Mais la connaissance passe aussi bien par le nombre que par la lettre. L'écriture représente un des premiers codage de l'information. Pourtant l'alphabet a peu à voir avec le nombre, beaucoup a voir avec le codage, avec le signe, quelque chose qui renvoie à autre chose. Le nombre lui aussi possède, en plus de représenter une grandeur, une fonction de signe, mais beaucoup moins spécifique qu'un alphabet. La radiophonie, le téléphone, la photographie, le cinéma ou la télévision sont des procédés  de transmission analogiques de l'information qui ont aussi révolutionné notre vie, avant la généralisation du "numérique". Mais cette information sous forme de signaux électriques est spécifique. Un flux vidéo ne peut être "compris" par un téléphone, les influx électriques d'une conversation téléphonique ne peuvent être interprétés par une radio.

Si notre vie change tant, si nous pouvons aujourd'hui nous voir et parler en temps réel c'est à la fois parce que, comme nous l'avons vu,   les informations possibles de la réalité ne sont pas toutes transmises car éliminées par la quantification des données( l'échantillonnage par des nombres)  et donc réduisent le volume à transmettre, mais aussi  parce que les procédés de codage/décodage ont considérablement évolué grâce aux mathématiques de compression/décompression. La vitesse de transmission des informations codées a parallèlement subi une très considérable accélération des supports de transmission qui fonctionnent à la vitesse de la lumière ( comme la fibre optique) sans limitation de distance. Enfin parce que l'information codée sous forme de nombre permet de banaliser ce qu'elle contient. Le nombre est un signe versatile qui peut représenter à peu près tout et n'importe quoi. Alors qu'une membrane de haut parleur ne peut que transmettre qu'un isomorphisme de la vibration de l'air, alors qu'une plaque de photographie ne peut mémoriser que des zones claires ou foncées, un codage du niveau de ces grandeurs devient une information numérisée, standardisée, qui peut être transmise indépendamment de l'appareil qui doit la restituer.  Cette information banalisée peut aussi être mémorisée ad vitam eternam en quantité de plus en plus importante sur une surface de matière de plus en plus réduite. Il est alors possible de conservée des données sous forme de nombre qui concernent aussi bien des images, des voix, des livres ou tout autre aspect de la réalité qui peut être "codée".

  Le nombre avec le codage c'est donc un truchement, et comme la monnaie représente ce qu'on peut acheter, un codage numérique représente ce qu'on peut entendre, voir, écrire, lire, penser et même maintenant ressentir. Nous pouvons extérioriser nos comportements, numérisés dans des robots.

  Mais il faut aussi modifier tous les appareils qui restituaient l'information analogique, au lieu d'un "tourne disque" qui lisait l'information creusée dans les sillons pour faire varier un haut parleur, l'appareil "numérique" va lire des nombres, sensés mimer des grandeurs qui permettent de faire vibrer plus ou moins fort le haut parleur.

Extraits d'un jeu de données de pointage

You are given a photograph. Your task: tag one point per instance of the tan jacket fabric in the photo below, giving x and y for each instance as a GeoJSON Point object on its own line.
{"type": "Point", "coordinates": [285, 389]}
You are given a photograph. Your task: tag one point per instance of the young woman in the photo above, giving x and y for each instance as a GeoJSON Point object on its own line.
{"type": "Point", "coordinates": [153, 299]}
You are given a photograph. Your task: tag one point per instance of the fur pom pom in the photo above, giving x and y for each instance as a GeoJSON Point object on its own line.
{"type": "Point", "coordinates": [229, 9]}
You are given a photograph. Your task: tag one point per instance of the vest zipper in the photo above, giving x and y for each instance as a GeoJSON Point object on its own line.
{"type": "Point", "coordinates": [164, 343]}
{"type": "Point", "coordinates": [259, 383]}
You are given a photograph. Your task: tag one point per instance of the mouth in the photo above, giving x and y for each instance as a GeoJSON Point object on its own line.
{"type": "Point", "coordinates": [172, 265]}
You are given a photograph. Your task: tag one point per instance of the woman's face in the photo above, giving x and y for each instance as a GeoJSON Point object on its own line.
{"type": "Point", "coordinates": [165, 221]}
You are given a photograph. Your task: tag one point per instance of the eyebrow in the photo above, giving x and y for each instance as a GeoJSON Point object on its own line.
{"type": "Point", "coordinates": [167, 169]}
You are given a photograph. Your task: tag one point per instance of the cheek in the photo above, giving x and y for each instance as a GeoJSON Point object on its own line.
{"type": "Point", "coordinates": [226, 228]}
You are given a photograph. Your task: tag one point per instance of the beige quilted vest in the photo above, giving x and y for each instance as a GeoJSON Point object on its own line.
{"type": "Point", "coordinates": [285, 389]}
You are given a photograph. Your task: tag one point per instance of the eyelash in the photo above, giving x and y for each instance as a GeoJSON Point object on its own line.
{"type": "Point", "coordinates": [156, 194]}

Consigne A:
Extrayez du texte sur le codage numérique le passage qui va de « Mais il faut » à « le haut parleur. ».
Consigne B:
Dites si chacune des affirmations suivantes concorde avec le texte sur le codage numérique, en répondant par oui ou par non et en citant mot pour mot les termes du texte qui permettent de trancher. (i) La fibre optique fait partie des supports de transmission qui fonctionnent à la vitesse de la lumière. (ii) Un flux vidéo peut être compris par un téléphone. (iii) La fonction de signe du nombre est plus spécifique que celle d'un alphabet.

Réponse A:
Mais il faut aussi modifier tous les appareils qui restituaient l'information analogique, au lieu d'un "tourne disque" qui lisait l'information creusée dans les sillons pour faire varier un haut parleur, l'appareil "numérique" va lire des nombres, sensés mimer des grandeurs qui permettent de faire vibrer plus ou moins fort le haut parleur.

Réponse B:
(i) Oui : « supports de transmission qui fonctionnent à la vitesse de la lumière ( comme la fibre optique) »
(ii) Non : « Un flux vidéo ne peut être "compris" par un téléphone »
(iii) Non : « mais beaucoup moins spécifique qu'un alphabet »